▶ **Aufgaben**:
1. Seit wie viel Uhr stand das Fenster zur Kolonnade laut dem Text über Odessa offen?
2. Führe den Text über Odessa nach seinem letzten Satz weiter.

▶ **Seitenauszug**:
•••

Odessa II – Straßenmusik

Tach,

Wir hatten heute wieder 22 Grad, strahlenden Sonnenschein. Mit gutem Wind, seit 12.00 war das Fenster zur Kolonnade offen. Diese Megaphondurchsagen für Stadtrundfahrten versinken in meinem Ohr. 14.00 Skype klingelt. Ich mußte das Fenster zumachen, der Ton über das Notebook ist sehr leise. Danach frische Tasse Kaffee und Fenster wieder auf. Seit zwei Tagen Ruhe. Durch die Kühle, die fehlenden Ferien, der Tourismus ist im Grunde weg. Manche Cafés haben schon zu. Wenig los auf der Kolonnade, lohnt sich kaum für Musiker. Ach ja, die Armen.

•••

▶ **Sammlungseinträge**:
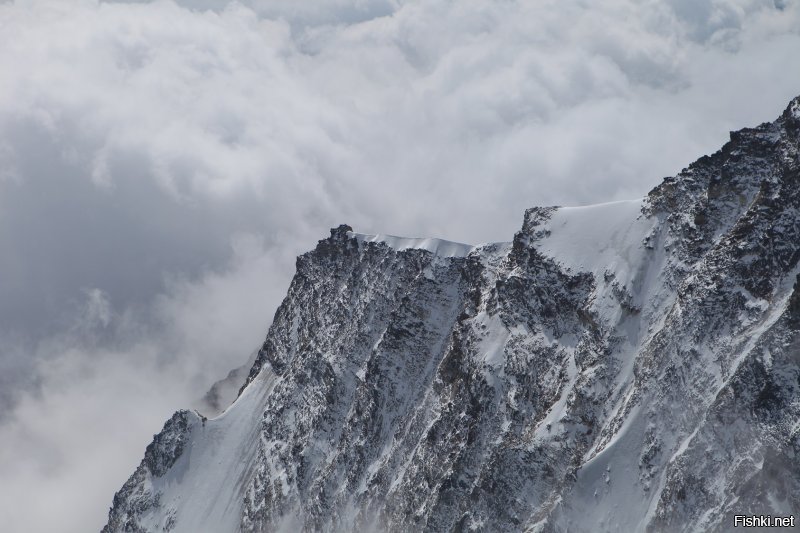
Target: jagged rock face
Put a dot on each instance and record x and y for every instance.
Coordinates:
(632, 366)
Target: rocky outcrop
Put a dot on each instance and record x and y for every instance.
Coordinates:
(624, 367)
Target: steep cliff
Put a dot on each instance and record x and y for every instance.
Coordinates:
(631, 366)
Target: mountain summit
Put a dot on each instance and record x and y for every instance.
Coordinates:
(630, 366)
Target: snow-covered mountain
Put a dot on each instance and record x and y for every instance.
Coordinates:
(631, 366)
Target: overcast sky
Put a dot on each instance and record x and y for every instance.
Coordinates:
(162, 164)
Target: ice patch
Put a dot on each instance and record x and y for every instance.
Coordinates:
(438, 247)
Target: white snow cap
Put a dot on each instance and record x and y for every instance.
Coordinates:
(438, 247)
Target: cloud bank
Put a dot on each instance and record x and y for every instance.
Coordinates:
(162, 163)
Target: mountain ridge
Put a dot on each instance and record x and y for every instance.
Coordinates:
(625, 366)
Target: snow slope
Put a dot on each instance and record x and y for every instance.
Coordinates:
(630, 366)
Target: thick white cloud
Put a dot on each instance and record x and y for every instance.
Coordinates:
(162, 163)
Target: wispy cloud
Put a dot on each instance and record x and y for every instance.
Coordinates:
(162, 163)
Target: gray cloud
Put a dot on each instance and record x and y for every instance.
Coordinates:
(162, 163)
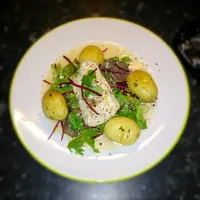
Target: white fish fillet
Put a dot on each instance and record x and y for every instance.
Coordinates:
(106, 105)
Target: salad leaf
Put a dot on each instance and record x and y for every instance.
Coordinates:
(88, 79)
(57, 69)
(60, 76)
(122, 99)
(126, 59)
(98, 89)
(85, 137)
(75, 122)
(72, 101)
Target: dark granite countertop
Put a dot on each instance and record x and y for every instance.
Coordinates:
(21, 177)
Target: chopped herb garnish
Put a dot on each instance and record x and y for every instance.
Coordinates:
(115, 58)
(75, 121)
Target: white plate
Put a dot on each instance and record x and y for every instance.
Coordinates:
(154, 144)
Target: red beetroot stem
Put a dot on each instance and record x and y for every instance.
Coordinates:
(47, 82)
(105, 50)
(83, 87)
(66, 58)
(62, 130)
(65, 93)
(96, 136)
(61, 84)
(93, 72)
(121, 68)
(113, 71)
(87, 102)
(118, 86)
(54, 129)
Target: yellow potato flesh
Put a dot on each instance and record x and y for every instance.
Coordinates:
(122, 130)
(54, 105)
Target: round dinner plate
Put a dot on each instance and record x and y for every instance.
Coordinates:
(154, 144)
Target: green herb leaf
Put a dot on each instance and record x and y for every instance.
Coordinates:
(72, 101)
(131, 107)
(75, 122)
(69, 70)
(126, 59)
(57, 70)
(77, 145)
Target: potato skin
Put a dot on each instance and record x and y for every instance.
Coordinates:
(122, 130)
(54, 105)
(142, 84)
(92, 53)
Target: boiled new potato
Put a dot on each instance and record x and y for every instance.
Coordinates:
(122, 130)
(91, 53)
(142, 85)
(54, 105)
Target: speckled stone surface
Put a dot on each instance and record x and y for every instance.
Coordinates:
(21, 177)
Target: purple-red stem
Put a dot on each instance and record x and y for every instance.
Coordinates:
(61, 84)
(83, 87)
(47, 82)
(96, 136)
(54, 129)
(66, 58)
(93, 72)
(62, 130)
(121, 68)
(65, 93)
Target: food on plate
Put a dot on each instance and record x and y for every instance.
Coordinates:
(92, 53)
(123, 130)
(142, 84)
(54, 105)
(95, 93)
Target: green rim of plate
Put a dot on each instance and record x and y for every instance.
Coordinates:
(96, 181)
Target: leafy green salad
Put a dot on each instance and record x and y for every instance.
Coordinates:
(95, 97)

•••

▶ **Lösungen**:
1. Seit 12.00 Uhr.

2.
Nach dem Skype das Fenster wieder auf? Nein, denn es tröttet ein 12-14-jähriger auf dem Saxophon. In direkter gerader Linie vor meinem Fenster. Ich mußte ihn schon mal ertragen, als ich die Kolonnade in Richtung Oper lang lief. Der Wind stand schlecht (für mich) und drückte seinen akustischen Müll in meine Richtung. Aber es war absehbar, schneller Laufen, dran vorbei, noch ein paar Schritte um das nächste Haus und ich bin ihn los. Heute gab es kein Ausweichen.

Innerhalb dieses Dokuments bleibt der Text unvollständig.